** START Provided text **

# Baylor Out, Dunleavy New Team GM



## qross1fan (Dec 28, 2004)

> Although the Clippers have not made an official announcement, Hall of Famer, Laker legend and NBA icon Elgin Baylor no longer is performing his duties as the team’s vice president of basketball operations and general manager.A NBA executive contacted Tuesday afternoon said he had been told that Baylor no longer was performing his job. Reportedly, legal representatives of the Clippers and Baylor are engaging in dialogue.
> 
> It is not known if Baylor resigned or was relieved of his duties. However, suspicion arose when the 74-year old Baylor was not at the Clippers’ new practice facility when training camp opened nor was he listed in any way in the team’s preseason media guide. Asked about this omission, a team spokesman said that only the coaches’ bios were listed in the guide. However, that was grossly untrue, because in addition to the coaches the director of player personnel, director of scouting, director of international scouting and team physician all were listed.
> 
> In addition to those individuals, the team’s athletic trainer, strength and conditioning coach, equipment manager and broadcast team all were listed. When asked where Baylor was, the same team spokesman said he did not know but believed that Baylor was upstairs in his executive office.


Art Thompson of OC Register

So, does Dunleavy now take that role?

Oh yeah, finally. :smoothcriminal:


----------



## Weasel (Oct 18, 2003)

*Re: Baylor Apparently Out...*

Hooray!

** END Provided text **

== Stated goal A ==
Please state how many lines of the listing below contain the exact string "exactly", and give only that number.

** START Records **

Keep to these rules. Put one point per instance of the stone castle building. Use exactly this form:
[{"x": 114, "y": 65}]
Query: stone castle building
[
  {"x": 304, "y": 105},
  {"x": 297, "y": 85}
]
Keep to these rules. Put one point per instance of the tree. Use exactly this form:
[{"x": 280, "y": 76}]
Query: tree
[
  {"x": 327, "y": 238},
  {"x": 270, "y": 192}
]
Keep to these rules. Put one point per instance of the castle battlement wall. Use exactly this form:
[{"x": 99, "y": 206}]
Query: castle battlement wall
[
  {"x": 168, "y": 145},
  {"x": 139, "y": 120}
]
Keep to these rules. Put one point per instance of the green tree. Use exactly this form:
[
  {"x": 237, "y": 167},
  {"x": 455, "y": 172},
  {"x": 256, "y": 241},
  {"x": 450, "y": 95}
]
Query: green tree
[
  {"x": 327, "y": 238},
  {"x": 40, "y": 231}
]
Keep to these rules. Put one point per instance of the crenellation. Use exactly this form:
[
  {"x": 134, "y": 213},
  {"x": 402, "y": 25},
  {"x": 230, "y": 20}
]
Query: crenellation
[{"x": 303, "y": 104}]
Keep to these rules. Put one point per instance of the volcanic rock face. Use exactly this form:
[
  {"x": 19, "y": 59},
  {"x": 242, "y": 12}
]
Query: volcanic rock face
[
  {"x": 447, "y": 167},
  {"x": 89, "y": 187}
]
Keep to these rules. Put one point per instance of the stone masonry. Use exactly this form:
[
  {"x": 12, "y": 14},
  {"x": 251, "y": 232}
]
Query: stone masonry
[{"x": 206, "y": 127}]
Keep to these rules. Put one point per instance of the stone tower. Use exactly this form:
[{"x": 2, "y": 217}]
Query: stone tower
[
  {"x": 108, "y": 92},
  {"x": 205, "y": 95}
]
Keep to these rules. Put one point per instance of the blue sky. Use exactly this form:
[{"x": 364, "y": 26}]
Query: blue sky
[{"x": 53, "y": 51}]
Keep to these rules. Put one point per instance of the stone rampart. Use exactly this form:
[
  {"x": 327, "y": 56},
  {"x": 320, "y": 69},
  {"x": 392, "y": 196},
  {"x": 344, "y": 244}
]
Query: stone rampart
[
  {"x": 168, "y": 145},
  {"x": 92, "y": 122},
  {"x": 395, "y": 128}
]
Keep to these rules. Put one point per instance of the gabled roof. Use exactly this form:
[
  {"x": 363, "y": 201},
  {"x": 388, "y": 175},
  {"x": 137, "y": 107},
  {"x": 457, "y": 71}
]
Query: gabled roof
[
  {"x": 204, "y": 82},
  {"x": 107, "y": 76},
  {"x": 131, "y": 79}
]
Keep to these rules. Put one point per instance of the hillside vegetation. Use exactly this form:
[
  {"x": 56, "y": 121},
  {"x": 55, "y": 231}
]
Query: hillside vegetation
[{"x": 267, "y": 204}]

** END Records **

== Stated goal B ==
Answer these questions about the forum thread on Baylor above, one per line:
(i) What age does the quoted report give for Baylor?
(ii) Which two team titles does the report say Baylor no longer performs the duties of?
(iii) What one-word reply does Weasel post?

== Task answer A ==
12

== Task answer B ==
(i) 74
(ii) Vice president of basketball operations and general manager
(iii) Hooray!